* BRIEF *
Write out the whole listing. Leave out nothing.
[Start of Attachment]
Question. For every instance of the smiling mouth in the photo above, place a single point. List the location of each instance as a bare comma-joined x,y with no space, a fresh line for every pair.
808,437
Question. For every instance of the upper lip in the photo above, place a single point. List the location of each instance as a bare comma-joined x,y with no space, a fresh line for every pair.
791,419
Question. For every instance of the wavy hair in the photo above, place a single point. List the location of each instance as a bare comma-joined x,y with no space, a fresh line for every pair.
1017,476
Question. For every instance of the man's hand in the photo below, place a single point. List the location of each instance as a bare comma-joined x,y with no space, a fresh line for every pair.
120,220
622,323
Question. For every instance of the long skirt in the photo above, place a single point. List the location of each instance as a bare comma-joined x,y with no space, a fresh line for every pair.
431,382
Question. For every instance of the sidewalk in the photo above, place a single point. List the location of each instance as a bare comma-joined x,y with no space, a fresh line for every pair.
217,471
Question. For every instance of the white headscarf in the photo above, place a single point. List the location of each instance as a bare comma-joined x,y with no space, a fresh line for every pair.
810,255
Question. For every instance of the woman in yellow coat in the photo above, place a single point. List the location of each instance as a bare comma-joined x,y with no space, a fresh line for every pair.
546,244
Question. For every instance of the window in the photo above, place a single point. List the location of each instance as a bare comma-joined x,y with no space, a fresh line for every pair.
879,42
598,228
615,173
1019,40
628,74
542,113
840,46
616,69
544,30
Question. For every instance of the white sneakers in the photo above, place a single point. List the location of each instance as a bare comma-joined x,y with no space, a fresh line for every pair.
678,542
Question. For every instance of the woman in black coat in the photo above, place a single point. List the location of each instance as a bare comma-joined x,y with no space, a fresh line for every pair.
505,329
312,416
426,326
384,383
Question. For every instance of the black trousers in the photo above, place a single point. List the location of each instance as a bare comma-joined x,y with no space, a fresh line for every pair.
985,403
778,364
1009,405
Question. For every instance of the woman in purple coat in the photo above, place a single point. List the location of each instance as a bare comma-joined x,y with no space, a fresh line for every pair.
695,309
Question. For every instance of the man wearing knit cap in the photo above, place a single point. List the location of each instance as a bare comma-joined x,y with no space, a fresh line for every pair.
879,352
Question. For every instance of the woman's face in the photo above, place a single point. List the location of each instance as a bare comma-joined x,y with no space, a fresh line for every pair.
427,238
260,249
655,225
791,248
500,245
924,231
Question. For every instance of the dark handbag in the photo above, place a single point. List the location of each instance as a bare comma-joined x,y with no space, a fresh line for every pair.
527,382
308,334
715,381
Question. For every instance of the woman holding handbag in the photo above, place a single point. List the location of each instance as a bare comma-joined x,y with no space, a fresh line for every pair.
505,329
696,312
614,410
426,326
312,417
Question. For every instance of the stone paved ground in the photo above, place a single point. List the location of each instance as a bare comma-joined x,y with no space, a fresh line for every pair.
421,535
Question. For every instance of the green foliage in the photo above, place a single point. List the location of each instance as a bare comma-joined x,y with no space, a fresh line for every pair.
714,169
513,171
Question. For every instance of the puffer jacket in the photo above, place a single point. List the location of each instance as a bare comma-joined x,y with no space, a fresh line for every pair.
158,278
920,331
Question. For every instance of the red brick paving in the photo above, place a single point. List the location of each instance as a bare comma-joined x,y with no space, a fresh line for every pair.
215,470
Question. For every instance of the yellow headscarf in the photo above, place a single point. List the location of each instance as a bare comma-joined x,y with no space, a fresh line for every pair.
[End of Attachment]
* WRITTEN ANSWER *
Question. For every instance of the smiling mouth in the photo above, place a single point. List the location of each instance as a bare comma-joined x,y with no space, a fresh line for every pair.
808,437
Question. For every instance of the upper lip in the photo above, place a single point. List the location of each instance as a bare comma-joined x,y with no space, a fresh line for every pair.
791,419
Question. For every instance of the wavy hair in the photo above, place a single point. List the location of each instance as a bare comma-joined x,y with no space, a fresh line for every pair.
1017,476
Question. For every instance of the man's hand in the photo below, place a single point. List the location of each instance as a bare comma-joined x,y with no space, a fresh line for every pair.
120,220
622,323
Question. For every instance of the long skirt in the photo above, place a single point. List the location of each instance as a bare comma-joined x,y with no space, a fresh line for every pair.
431,382
Question. For every instance of the sidewalk in the photo above, place a single point. List the location of each instance as a bare comma-joined x,y with no space, a fresh line for every pair.
217,471
Question. For every instance of the white headscarf in the photo above, place a single point. List the location of each instance as a bare comma-joined x,y with no space, a fresh line for every pair.
810,255
Question. For every instance of the woman in yellow coat in the photo above, place a single point. List the location of each instance as a bare comma-joined x,y with no space, a fresh line for every pair.
546,244
Question. For every instance of the window in the photo above, place a single point. List the location of each instance as a bare comma-joined x,y with no space, a fresh line for every pair.
879,42
598,228
615,173
1019,40
628,74
542,113
840,46
616,69
544,30
Question. For every instance of the white sneakers in the photo above, place a single point. List the location of each instance as a bare comma-joined x,y with no space, a fresh line for every pair.
678,542
Question. For every instance of the woman in black coat in the photo above, place a single point. List the location of each instance as a bare comma-joined x,y with no space, a fresh line for every pair.
505,329
312,416
426,326
384,383
Question. For every instance of the black trousers in the photo above, place a single point. List the location of each instance as a bare comma-joined x,y with no space, a fresh line for every pair.
985,403
778,364
1009,405
Question. For every instance of the woman in purple coat in the photo above, place a single point. List the location of each instance as a bare comma-joined x,y with no space, a fresh line for every pair.
695,309
Question. For every instance of the man wearing knit cap in the photo above, place a single point. List the location of each instance as a bare comma-joined x,y with no space, a fresh line for every pair.
879,352
Question. For every instance of the woman's face in the photo above, place a single point. List the location of each instance as a bare comma-joined x,y with no space, a fresh line for every pair.
427,238
260,249
655,225
791,248
500,245
924,231
Question. For every instance of the dark handbag in the photo above, place a single point. List the location of each instance as a bare comma-joined x,y with no space, a fresh line for every pair.
527,382
308,334
715,381
Question. For every instance of the woman holding handbag in the photo above, place a single point. List the location of each instance as a bare comma-joined x,y with no space, a fresh line for every pair.
505,329
696,312
614,410
426,326
312,417
Question. For every instance of the stone paved ground in the photo above, place a single point. List the location of each instance as a bare comma-joined x,y with no space, a fresh line for every pair.
421,535
Question. For every instance of the green foliage in the photo above, place a single point. List the location of each instance as a bare comma-joined x,y with no space, a fresh line for every pair.
714,169
513,171
Question. For every instance of the puffer jacket in the photo above, place a single point. List the location of each instance as a bare comma-joined x,y with no space, a fresh line for every pair.
158,278
920,331
Question. For every instance of the red brick paving in the photo above, place a single point. List the location of each instance as a bare comma-joined x,y with no space, a fresh line for every pair.
215,470
Question. For every instance of the yellow headscarf in the photo above, place a single point. List the location of each instance as a bare comma-joined x,y with no space, a fresh line for every pair.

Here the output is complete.